§ Exercise details: Exactly as they stand, the data below are to be printed again.

§ Record excerpts:

*** Begin section ***

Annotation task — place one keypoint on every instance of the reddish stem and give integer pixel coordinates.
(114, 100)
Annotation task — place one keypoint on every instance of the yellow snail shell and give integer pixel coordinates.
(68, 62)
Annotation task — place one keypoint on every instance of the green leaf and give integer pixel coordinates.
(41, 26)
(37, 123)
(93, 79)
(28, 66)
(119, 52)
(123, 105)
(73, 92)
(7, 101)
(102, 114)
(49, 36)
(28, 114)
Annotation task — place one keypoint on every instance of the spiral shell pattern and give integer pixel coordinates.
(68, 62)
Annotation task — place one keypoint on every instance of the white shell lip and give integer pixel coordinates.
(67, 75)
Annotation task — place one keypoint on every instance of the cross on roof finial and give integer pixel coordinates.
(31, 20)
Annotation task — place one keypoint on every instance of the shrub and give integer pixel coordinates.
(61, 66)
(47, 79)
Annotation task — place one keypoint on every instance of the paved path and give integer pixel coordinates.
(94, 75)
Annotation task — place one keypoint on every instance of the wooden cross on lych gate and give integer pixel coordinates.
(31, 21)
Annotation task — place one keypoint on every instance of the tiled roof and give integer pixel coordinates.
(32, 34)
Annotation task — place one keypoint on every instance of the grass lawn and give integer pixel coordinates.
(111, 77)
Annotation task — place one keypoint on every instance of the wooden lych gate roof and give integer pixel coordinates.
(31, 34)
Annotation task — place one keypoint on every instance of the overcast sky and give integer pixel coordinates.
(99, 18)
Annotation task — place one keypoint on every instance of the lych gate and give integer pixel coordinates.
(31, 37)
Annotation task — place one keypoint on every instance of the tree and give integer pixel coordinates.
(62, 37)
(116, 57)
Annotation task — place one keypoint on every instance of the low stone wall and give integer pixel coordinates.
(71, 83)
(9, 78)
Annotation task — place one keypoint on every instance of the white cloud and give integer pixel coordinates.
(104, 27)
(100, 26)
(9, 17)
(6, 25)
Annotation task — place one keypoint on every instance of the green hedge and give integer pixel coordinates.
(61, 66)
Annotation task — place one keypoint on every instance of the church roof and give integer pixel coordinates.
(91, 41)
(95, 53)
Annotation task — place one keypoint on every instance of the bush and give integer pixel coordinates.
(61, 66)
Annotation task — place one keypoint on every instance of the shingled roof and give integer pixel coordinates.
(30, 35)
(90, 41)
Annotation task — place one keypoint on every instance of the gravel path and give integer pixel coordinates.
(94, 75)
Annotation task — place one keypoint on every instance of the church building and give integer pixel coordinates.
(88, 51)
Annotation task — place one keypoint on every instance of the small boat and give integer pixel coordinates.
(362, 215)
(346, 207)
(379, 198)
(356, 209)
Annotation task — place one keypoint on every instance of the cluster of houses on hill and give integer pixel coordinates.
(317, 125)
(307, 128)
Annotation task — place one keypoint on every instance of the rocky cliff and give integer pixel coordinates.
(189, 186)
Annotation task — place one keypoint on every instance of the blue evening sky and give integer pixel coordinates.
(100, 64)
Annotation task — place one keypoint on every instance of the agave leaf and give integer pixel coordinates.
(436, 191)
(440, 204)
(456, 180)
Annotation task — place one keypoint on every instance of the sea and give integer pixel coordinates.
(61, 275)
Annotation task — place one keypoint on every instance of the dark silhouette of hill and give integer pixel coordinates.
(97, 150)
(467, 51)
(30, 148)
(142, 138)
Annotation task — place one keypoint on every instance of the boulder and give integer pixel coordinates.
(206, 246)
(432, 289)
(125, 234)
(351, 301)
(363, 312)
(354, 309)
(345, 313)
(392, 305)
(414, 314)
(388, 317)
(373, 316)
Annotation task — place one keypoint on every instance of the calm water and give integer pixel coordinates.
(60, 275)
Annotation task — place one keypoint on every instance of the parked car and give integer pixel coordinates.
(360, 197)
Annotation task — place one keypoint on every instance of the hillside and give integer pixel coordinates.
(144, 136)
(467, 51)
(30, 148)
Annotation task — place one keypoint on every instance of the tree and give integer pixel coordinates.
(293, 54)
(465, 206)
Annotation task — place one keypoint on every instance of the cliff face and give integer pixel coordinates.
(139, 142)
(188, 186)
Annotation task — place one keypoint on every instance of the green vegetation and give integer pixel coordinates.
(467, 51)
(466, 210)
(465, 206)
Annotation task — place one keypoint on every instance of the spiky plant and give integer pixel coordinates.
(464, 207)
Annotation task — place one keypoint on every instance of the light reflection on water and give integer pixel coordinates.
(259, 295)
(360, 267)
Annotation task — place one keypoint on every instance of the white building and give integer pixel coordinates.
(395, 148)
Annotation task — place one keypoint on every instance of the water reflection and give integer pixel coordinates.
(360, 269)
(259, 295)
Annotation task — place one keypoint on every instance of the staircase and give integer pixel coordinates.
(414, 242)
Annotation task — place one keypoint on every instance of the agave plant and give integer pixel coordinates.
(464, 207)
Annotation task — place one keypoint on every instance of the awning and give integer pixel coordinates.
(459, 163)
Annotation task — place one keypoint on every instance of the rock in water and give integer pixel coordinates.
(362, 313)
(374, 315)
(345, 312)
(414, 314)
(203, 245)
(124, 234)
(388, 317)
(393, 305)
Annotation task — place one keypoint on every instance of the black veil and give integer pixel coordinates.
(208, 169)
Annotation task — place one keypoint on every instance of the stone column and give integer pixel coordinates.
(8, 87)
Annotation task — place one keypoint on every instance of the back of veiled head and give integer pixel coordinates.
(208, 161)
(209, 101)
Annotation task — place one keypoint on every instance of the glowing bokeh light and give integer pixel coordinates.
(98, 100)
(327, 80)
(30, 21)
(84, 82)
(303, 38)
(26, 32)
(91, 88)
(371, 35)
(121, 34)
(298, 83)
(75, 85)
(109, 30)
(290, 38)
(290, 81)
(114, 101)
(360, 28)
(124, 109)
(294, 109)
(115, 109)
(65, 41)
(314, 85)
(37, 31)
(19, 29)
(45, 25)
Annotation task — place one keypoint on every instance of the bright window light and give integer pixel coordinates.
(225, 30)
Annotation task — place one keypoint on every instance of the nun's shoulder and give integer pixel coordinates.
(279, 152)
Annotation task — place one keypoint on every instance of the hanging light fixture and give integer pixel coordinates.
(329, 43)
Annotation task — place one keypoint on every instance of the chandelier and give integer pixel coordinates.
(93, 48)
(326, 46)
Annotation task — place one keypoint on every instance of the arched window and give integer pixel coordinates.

*** End section ***

§ Exercise output:
Annotation task — place one keypoint on every instance of the reddish stem and give integer pixel coordinates.
(114, 100)
Annotation task — place one keypoint on every instance of the yellow snail shell and give integer pixel coordinates.
(68, 62)
Annotation task — place one keypoint on every instance of the green leaf and give integer pixel coordinates.
(41, 26)
(37, 123)
(93, 79)
(28, 66)
(119, 52)
(123, 105)
(73, 92)
(7, 101)
(102, 114)
(49, 36)
(28, 114)
Annotation task — place one keypoint on every instance of the spiral shell pattern and give integer pixel coordinates.
(68, 62)
Annotation task — place one keypoint on every instance of the white shell lip and give integer pixel coordinates.
(67, 75)
Annotation task — place one keypoint on every instance of the cross on roof finial and give integer pixel coordinates.
(31, 20)
Annotation task — place one keypoint on every instance of the shrub and give integer pixel coordinates.
(61, 66)
(47, 79)
Annotation task — place one keypoint on every instance of the paved path and give integer pixel coordinates.
(94, 75)
Annotation task — place one keypoint on every instance of the wooden cross on lych gate and give integer pixel coordinates.
(31, 21)
Annotation task — place one keypoint on every instance of the tiled roof and give integer pixel coordinates.
(32, 34)
Annotation task — place one keypoint on every instance of the grass lawn and give integer pixel coordinates.
(111, 77)
Annotation task — place one keypoint on every instance of the wooden lych gate roof and give integer pixel coordinates.
(31, 34)
Annotation task — place one keypoint on every instance of the overcast sky and give integer pixel coordinates.
(99, 18)
Annotation task — place one keypoint on every instance of the lych gate and give integer pixel coordinates.
(31, 37)
Annotation task — place one keypoint on every instance of the tree and give integer pixel coordinates.
(62, 37)
(116, 57)
Annotation task — place one keypoint on every instance of the low stone wall and give integer pixel coordinates.
(71, 83)
(9, 78)
Annotation task — place one keypoint on every instance of the white cloud and give integer pixel coordinates.
(104, 27)
(100, 26)
(9, 17)
(6, 25)
Annotation task — place one keypoint on every instance of the green hedge and give integer pixel coordinates.
(61, 66)
Annotation task — place one keypoint on every instance of the church roof and give integer pixel coordinates.
(91, 41)
(95, 53)
Annotation task — place one keypoint on every instance of the bush and give integer pixel coordinates.
(61, 66)
Annotation task — place one keypoint on every instance of the shingled roof and give integer pixel coordinates.
(30, 35)
(90, 41)
Annotation task — place one keypoint on every instance of the gravel path and give integer pixel coordinates.
(94, 75)
Annotation task — place one keypoint on every instance of the church building and give integer pixel coordinates.
(88, 51)
Annotation task — place one keypoint on every instance of the small boat and give integer pixel coordinates.
(362, 215)
(346, 207)
(379, 198)
(356, 209)
Annotation task — place one keypoint on every instance of the cluster of houses on hill and give integer pixel coordinates.
(317, 125)
(307, 128)
Annotation task — place one keypoint on every instance of the rocky cliff and give integer pixel coordinates.
(189, 186)
Annotation task — place one keypoint on every instance of the blue evening sky and give integer pixel coordinates.
(100, 64)
Annotation task — place one keypoint on every instance of the agave leaf and give integer pixel coordinates.
(436, 191)
(440, 204)
(456, 180)
Annotation task — place one keypoint on every instance of the sea and give integer pixel coordinates.
(61, 275)
Annotation task — place one keypoint on every instance of the dark silhouette of hill and give integer pixel coordinates.
(97, 150)
(467, 51)
(30, 148)
(142, 138)
Annotation task — place one keypoint on every instance of the boulder and give integer pixel coordinates.
(206, 246)
(432, 289)
(125, 234)
(351, 301)
(363, 312)
(354, 309)
(345, 313)
(392, 305)
(414, 314)
(388, 317)
(373, 316)
Annotation task — place one keypoint on every instance of the calm water and give integer pixel coordinates.
(60, 275)
Annotation task — place one keypoint on every instance of the parked car and give integer pixel coordinates.
(360, 197)
Annotation task — place one keypoint on every instance of the hillside and give integer pixel coordinates.
(144, 136)
(467, 51)
(30, 148)
Annotation task — place one keypoint on every instance of the tree and give integer pixel coordinates.
(293, 54)
(465, 206)
Annotation task — place one keypoint on every instance of the cliff face and give integer pixel coordinates.
(139, 142)
(188, 186)
Annotation task — place one keypoint on every instance of the green vegetation and give integer pixel coordinates.
(467, 51)
(466, 210)
(465, 206)
Annotation task — place one keypoint on every instance of the spiky plant and give integer pixel coordinates.
(464, 207)
Annotation task — place one keypoint on every instance of the light reflection on water and give integer pixel coordinates.
(259, 295)
(360, 267)
Annotation task — place one keypoint on every instance of the white building and give integer pixel coordinates.
(395, 148)
Annotation task — place one keypoint on every instance of the water reflection and give integer pixel coordinates.
(360, 269)
(259, 295)
Annotation task — place one keypoint on every instance of the staircase and give integer pixel coordinates.
(414, 242)
Annotation task — place one keypoint on every instance of the agave plant and give integer pixel coordinates.
(464, 207)
Annotation task — place one keypoint on every instance of the awning and give integer pixel coordinates.
(459, 163)
Annotation task — place one keypoint on every instance of the rock in water and give integer pixel coordinates.
(362, 313)
(374, 315)
(345, 312)
(414, 314)
(203, 245)
(124, 234)
(388, 317)
(393, 305)
Annotation task — place one keypoint on every instance of the black veil and give integer pixel coordinates.
(208, 169)
Annotation task — place one keypoint on every instance of the stone column and give integer pixel coordinates.
(8, 87)
Annotation task — place one keypoint on every instance of the back of veiled head and give integer pixel coordinates.
(208, 161)
(209, 101)
Annotation task — place one keypoint on every instance of the glowing bokeh light and give integer pixel coordinates.
(98, 100)
(327, 80)
(30, 21)
(84, 82)
(303, 38)
(26, 32)
(91, 88)
(371, 35)
(121, 34)
(298, 83)
(75, 85)
(109, 30)
(290, 38)
(290, 81)
(114, 101)
(360, 28)
(124, 109)
(294, 109)
(115, 109)
(65, 41)
(314, 85)
(37, 31)
(19, 29)
(45, 25)
Annotation task — place one keypoint on every instance of the bright window light and give integer pixel coordinates.
(225, 30)
Annotation task — place one keypoint on every instance of the nun's shoulder and give integer pixel coordinates.
(279, 152)
Annotation task — place one keypoint on every instance of the hanging light fixture and give integer pixel coordinates.
(329, 43)
Annotation task — place one keypoint on every instance of the chandelier and give integer pixel coordinates.
(93, 48)
(326, 46)
Annotation task — place one keypoint on every instance of the arched window and give integer pixel coordinates.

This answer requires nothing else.